INPUT MATERIAL:
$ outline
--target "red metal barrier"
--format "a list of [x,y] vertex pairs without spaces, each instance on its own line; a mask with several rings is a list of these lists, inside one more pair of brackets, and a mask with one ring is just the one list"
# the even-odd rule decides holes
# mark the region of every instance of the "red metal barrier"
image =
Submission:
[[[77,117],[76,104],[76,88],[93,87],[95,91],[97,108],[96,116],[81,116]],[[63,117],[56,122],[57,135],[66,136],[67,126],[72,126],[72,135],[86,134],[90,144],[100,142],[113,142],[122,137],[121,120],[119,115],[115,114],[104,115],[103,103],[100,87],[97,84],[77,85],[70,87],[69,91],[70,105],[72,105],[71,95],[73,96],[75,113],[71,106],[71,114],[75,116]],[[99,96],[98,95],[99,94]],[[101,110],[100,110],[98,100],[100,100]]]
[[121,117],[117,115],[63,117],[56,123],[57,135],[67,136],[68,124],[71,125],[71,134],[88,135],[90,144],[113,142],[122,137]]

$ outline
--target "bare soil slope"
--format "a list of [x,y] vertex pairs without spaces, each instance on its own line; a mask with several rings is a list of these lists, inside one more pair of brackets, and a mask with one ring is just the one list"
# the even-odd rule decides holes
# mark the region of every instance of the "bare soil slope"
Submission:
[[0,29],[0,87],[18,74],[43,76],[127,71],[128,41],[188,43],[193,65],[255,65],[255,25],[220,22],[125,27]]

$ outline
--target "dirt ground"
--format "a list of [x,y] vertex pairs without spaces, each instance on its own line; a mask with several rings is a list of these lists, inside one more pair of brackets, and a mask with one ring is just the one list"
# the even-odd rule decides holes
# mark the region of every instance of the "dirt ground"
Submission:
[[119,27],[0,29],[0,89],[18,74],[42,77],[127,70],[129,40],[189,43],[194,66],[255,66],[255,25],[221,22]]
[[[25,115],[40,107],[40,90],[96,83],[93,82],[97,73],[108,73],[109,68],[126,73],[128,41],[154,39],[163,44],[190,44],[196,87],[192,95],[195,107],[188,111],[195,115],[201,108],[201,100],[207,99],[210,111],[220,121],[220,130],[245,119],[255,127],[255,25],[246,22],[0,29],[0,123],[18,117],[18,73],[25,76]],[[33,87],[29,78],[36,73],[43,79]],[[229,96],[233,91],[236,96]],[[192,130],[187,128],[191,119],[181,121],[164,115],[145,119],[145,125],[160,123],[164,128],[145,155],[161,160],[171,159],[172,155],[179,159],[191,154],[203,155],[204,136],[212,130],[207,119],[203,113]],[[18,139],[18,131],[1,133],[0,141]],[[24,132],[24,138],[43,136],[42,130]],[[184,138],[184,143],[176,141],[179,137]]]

INSTRUCTIONS FOR THE TASK: Print the records above exactly as they appear.

OUTPUT:
$ outline
--target "red metal barrier"
--format "a list of [x,y] vertex pairs without spaces, each instance on its own line; a mask with several rings is a list of these lists, inside one more pair of brackets, and a mask with one ring is just the one list"
# the even-odd rule decides holes
# mark the region of every instance of the "red metal barrier"
image =
Submission:
[[[77,117],[76,104],[76,88],[93,87],[95,91],[97,108],[96,116],[81,116]],[[63,117],[56,122],[57,135],[66,136],[67,126],[72,126],[72,135],[86,134],[90,144],[100,142],[113,142],[122,137],[121,120],[119,115],[115,114],[104,115],[103,103],[100,87],[97,84],[77,85],[70,87],[69,91],[70,105],[72,105],[71,95],[73,96],[75,113],[71,106],[71,114],[75,116]],[[99,96],[98,95],[99,94]],[[101,110],[100,110],[98,100],[100,100]]]
[[121,117],[117,115],[63,117],[56,123],[57,135],[67,136],[68,124],[71,125],[71,134],[88,135],[90,144],[113,142],[122,137]]

$ outline
--target "bare soil slope"
--format "a list of [x,y] vertex pairs without spaces, each instance on its own line; a mask with several rings is a list of these lists, inside one more pair of brackets, and a mask with one ring is just the one list"
# the even-odd rule decides holes
# mark the region of every instance of the "bare soil slope"
Submission:
[[0,29],[0,87],[18,74],[43,76],[127,71],[128,41],[188,43],[193,65],[255,65],[255,25],[220,22],[125,27]]

$ outline
--target "dirt ground"
--format "a list of [x,y] vertex pairs without spaces, each instance on its own line; a mask with several rings is a list of these lists, inside one more pair of brackets, and a mask with one ring is just the one list"
# the even-odd rule decides holes
# mark the region of every instance of the "dirt ground"
Submission:
[[119,27],[0,29],[0,89],[18,74],[42,77],[127,70],[129,40],[189,43],[194,66],[255,66],[255,25],[221,22]]
[[[25,115],[40,107],[40,90],[96,83],[93,82],[97,73],[108,73],[109,68],[126,73],[128,41],[154,39],[163,44],[190,44],[196,87],[192,95],[195,107],[188,111],[195,115],[201,108],[201,100],[207,99],[210,111],[220,121],[220,130],[245,119],[255,127],[255,25],[246,22],[0,29],[0,123],[18,117],[18,73],[25,76]],[[33,87],[29,78],[36,73],[43,79]],[[229,96],[233,91],[236,96]],[[192,130],[187,128],[191,119],[181,121],[164,115],[145,119],[145,125],[160,123],[164,128],[145,155],[161,160],[171,159],[172,155],[179,159],[191,154],[203,155],[204,136],[212,130],[207,119],[203,113]],[[18,139],[18,131],[1,133],[0,141]],[[24,132],[24,138],[43,136],[42,130]],[[184,138],[184,143],[176,141],[179,137]]]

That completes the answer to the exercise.